» GIVEN REQUEST: Retype the records below exactly as they appear, but leave out any pictures.

ROWS start

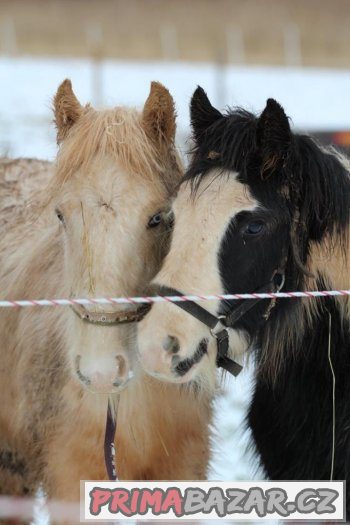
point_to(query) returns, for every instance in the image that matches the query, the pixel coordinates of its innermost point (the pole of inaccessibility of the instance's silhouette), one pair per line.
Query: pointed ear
(67, 109)
(158, 117)
(274, 136)
(203, 114)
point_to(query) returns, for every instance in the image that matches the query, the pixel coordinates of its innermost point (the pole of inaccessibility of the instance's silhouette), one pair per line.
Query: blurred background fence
(243, 51)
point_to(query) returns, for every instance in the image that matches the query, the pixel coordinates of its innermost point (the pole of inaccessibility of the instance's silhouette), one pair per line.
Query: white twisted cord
(172, 299)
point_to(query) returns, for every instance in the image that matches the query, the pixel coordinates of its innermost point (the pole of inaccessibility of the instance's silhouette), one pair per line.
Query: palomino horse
(264, 208)
(99, 228)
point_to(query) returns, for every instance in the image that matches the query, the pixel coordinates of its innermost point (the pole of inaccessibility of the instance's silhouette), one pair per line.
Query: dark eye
(59, 215)
(155, 220)
(254, 228)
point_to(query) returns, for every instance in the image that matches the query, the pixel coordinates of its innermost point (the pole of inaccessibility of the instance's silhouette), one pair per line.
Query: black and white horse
(260, 201)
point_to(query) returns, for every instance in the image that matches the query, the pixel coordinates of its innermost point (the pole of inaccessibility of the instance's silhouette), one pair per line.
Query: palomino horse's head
(115, 172)
(257, 202)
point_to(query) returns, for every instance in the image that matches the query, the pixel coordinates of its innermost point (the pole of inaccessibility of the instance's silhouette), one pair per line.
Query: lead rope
(333, 392)
(109, 447)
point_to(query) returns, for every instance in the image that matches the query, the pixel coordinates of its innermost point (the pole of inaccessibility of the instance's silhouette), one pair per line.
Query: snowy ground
(315, 99)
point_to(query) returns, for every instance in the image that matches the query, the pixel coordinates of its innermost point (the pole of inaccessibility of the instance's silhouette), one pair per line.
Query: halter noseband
(218, 325)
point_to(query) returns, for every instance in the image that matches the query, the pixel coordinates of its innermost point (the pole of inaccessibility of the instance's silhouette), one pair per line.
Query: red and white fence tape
(171, 299)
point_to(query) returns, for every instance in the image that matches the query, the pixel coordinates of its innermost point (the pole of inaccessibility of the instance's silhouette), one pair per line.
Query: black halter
(218, 324)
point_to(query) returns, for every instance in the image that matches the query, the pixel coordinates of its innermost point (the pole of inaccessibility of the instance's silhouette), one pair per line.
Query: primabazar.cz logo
(287, 500)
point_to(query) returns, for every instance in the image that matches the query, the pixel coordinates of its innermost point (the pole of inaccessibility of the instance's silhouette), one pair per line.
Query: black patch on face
(248, 261)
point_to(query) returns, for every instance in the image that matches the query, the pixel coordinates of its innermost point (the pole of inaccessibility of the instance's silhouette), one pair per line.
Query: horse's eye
(155, 220)
(59, 215)
(254, 228)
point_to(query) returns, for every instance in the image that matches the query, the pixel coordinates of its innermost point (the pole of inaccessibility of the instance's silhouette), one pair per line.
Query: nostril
(171, 344)
(121, 365)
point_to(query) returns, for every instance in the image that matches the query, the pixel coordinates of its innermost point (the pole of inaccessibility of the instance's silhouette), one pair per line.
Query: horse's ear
(273, 136)
(203, 114)
(158, 117)
(67, 109)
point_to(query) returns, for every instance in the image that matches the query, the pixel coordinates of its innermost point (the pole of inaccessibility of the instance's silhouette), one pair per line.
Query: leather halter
(110, 318)
(218, 325)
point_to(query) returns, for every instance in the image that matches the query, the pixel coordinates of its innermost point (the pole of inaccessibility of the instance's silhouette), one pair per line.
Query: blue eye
(254, 228)
(155, 220)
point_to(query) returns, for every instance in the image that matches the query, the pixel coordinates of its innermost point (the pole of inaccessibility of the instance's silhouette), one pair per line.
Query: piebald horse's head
(116, 170)
(256, 200)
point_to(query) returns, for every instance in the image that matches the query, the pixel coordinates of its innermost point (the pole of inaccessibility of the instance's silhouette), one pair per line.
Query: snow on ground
(315, 99)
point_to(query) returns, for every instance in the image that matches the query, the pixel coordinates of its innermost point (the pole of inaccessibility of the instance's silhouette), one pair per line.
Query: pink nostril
(121, 366)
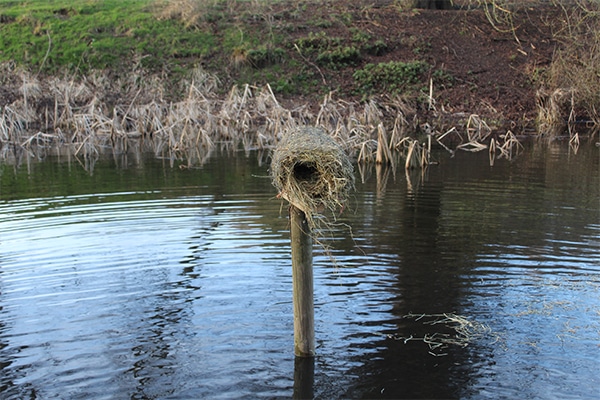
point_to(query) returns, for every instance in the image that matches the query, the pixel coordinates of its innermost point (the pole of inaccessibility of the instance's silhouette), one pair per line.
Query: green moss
(392, 77)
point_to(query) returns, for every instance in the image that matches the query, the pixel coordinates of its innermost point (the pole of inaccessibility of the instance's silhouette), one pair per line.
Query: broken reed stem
(84, 119)
(462, 332)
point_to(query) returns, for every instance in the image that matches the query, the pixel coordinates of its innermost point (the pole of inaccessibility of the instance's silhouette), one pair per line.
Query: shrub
(339, 57)
(393, 76)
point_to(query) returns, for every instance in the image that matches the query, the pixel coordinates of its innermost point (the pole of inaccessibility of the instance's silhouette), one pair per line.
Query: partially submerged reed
(95, 115)
(453, 330)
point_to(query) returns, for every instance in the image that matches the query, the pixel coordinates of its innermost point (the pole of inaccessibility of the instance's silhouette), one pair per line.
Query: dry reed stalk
(552, 110)
(384, 154)
(462, 332)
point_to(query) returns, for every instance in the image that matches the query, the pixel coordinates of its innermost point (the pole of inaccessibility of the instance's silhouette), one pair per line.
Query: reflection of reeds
(95, 115)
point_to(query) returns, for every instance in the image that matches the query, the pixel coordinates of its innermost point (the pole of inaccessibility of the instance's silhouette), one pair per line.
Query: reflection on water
(153, 282)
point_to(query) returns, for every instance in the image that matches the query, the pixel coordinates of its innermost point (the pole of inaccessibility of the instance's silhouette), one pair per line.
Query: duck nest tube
(312, 171)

ROWS end

» TASK RESPONSE:
point_to(query) returns, for every instance in the image that matches the query, the pixel coordinates of its innermost point (the pole of inaccessibility of the instance's silhouette), one pair per line.
Query: pointed ear
(67, 109)
(158, 117)
(274, 136)
(203, 114)
point_to(query) returns, for every instance in the image that matches the query, the pixel coordinates of its innermost point (the pole of inaccessibility of the instance's silhouette), one pair per line.
Query: blurred background fence
(243, 51)
point_to(query) returns, for every instance in the image that matches the query, the pixel coordinates of its innermost point (the pole of inaccessibility of the instance's silhouette), one pair per line.
Query: white twisted cord
(172, 299)
point_to(query) returns, for every instance in the image that matches the query, the pixel coordinates of its innermost point (the pole of inaccessibility of the instance's silhouette), one pair per line.
Query: palomino horse
(264, 208)
(99, 228)
point_to(query) returns, for every instance in the image that matches the query, the pixel coordinates of its innermost point (the pole of inaccessibility of the instance's silhouette), one pair per line.
Query: dark eye
(59, 215)
(155, 220)
(254, 228)
point_to(query) returns, for every instance in the image that matches the query, the pixel coordinates of its innermost point (the pole of inaccessibility of the instance's silhouette), one pair per line.
Query: black and white horse
(260, 201)
point_to(query) returns, for every instance in the image that matches the query, the pixel coordinates of its innermost point (the pole of inaccessibility of the instance's silhouette), one pair per line.
Query: palomino horse's head
(115, 172)
(257, 202)
point_to(query) returns, for every instance in the image that matches the query, the pixel coordinates of its innermost point (the pole of inaccessibility of the instance's silhouette), one pair per line.
Query: lead rope
(333, 392)
(109, 447)
point_to(query) returns, for every instance in the image that matches the query, the pixel coordinates of its innermost point (the pole of inaccessibility of the instance's silhouette), one pair per line.
Query: snowy ground
(315, 99)
point_to(query) returns, for every instance in the image that matches the query, the pixel coordinates of its innermost point (the pole of inaccessibility of the instance's silhouette), one pair per line.
Query: halter noseband
(218, 325)
point_to(query) returns, for every instance in the image that matches the query, the pixel coordinates of its innermost point (the pole of inaccessibility of the instance's silhouette), one pair per line.
Query: red and white fence tape
(171, 299)
point_to(query) returns, for every instance in the image that matches the query, the pixel coordinates of its innermost point (the pole of inaccessibility of the instance's silhouette), one pair per line.
Query: black halter
(218, 324)
point_to(query) returns, for every instance in the image that matches the query, the pixel coordinates of its innermost point (the pole of inaccessibility of the instance's silhouette), one pair per line.
Query: primabazar.cz logo
(287, 500)
point_to(query) returns, for every instance in the image that matches the query, the pixel coordinates of its innermost point (the pole of inaccessibility of the instance's silhouette), one pair per line.
Query: black patch on face
(248, 261)
point_to(query) returns, for every instance in the image that matches the query, the pixel coordinates of its innermost point (the pole of inaccessibility of the instance's silhouette), one pair per line.
Query: horse's eye
(155, 220)
(59, 215)
(254, 228)
point_to(query) returns, for every instance in the image that matches the query, the pixel coordinates of its innermost point (the pole of inaccessibility of the instance's silhouette), one pair per line.
Query: nostril
(171, 344)
(121, 365)
point_to(query) returns, for every instance in the image that matches the query, the pixel coordinates of its innermost point (the pole of inaccessibility of the instance's silhouette), one pair per line.
Query: horse's ear
(273, 136)
(203, 114)
(158, 117)
(67, 109)
point_to(query) returns, for every instance in the image that matches the query, the pixel coordinates of its innermost point (the pole of inaccessibility of the instance's silhouette), one pair per line.
Query: leather halter
(110, 318)
(218, 325)
point_to(query) returns, for every instance in the image that matches the query, the pixel coordinates of its innermost point (the pole of inaccessibility of the instance's silhouette), one pair per line.
Query: blue eye
(254, 228)
(155, 220)
point_to(query) returns, for every instance in the image that matches the query, the pixel coordinates of its innermost point (the pole of inaccessibility of the instance's silhouette), one pair per line.
Query: piebald horse's head
(116, 170)
(256, 200)
point_to(query) returns, for every instance in the image that matches the query, the pixel coordinates of its innermost point (the pole of inaccessibility of the instance's silhouette), one pair per line.
Query: snow on ground
(315, 99)
point_to(query) returns, for every instance in the image that matches the query, the pixel coordinates of its innermost point (the pole of inaccessibility of the instance's silhouette), one pair per line.
Query: pink nostril
(121, 366)
point_to(query) returns, for every instance in the image that matches the query, the pixel coordinates of its innermost point (the pole of inaccessibility of the instance's silhouette), one pair per line.
Query: green moss
(392, 77)
point_to(query) returns, for every instance in the image that matches the query, the pixel coordinates of its innermost point (the pole of inaccessibility of the instance's silhouette), one pair per line.
Query: broken reed stem
(84, 119)
(462, 332)
point_to(query) returns, for every instance in the image that matches the query, the pixel coordinates of its innermost point (the pole of inaccessibility of the instance's silhouette), one pair per line.
Query: shrub
(339, 57)
(393, 76)
point_to(query) returns, for every instance in the image that matches the query, the pixel coordinates of its innermost point (the pole of inaccessibility of the instance's silhouette), one pair per line.
Query: partially submerged reed
(95, 115)
(453, 330)
point_to(query) returns, for every instance in the image that matches the query, the pixel coordinates of its innermost point (the pole of inaccessibility of the instance's silhouette), one pair per line.
Query: dry reed stalk
(552, 110)
(384, 154)
(462, 332)
point_to(query) returns, for every instance in the image that matches the query, the pixel coordinates of its innermost point (the pole of inaccessibility of the instance's silhouette), one pair per line.
Query: reflection of reeds
(95, 115)
point_to(query) returns, for every instance in the image that matches the query, the pixel coordinates of its innermost point (the pole of inaccessibility of the instance's silhouette), one pair per line.
Query: reflection on water
(153, 282)
point_to(query) returns, for every instance in the image that matches the query, the pixel coordinates of its innermost point (the pole of inaccessibility of the instance's silhouette), one pair per line.
Query: duck nest tube
(312, 171)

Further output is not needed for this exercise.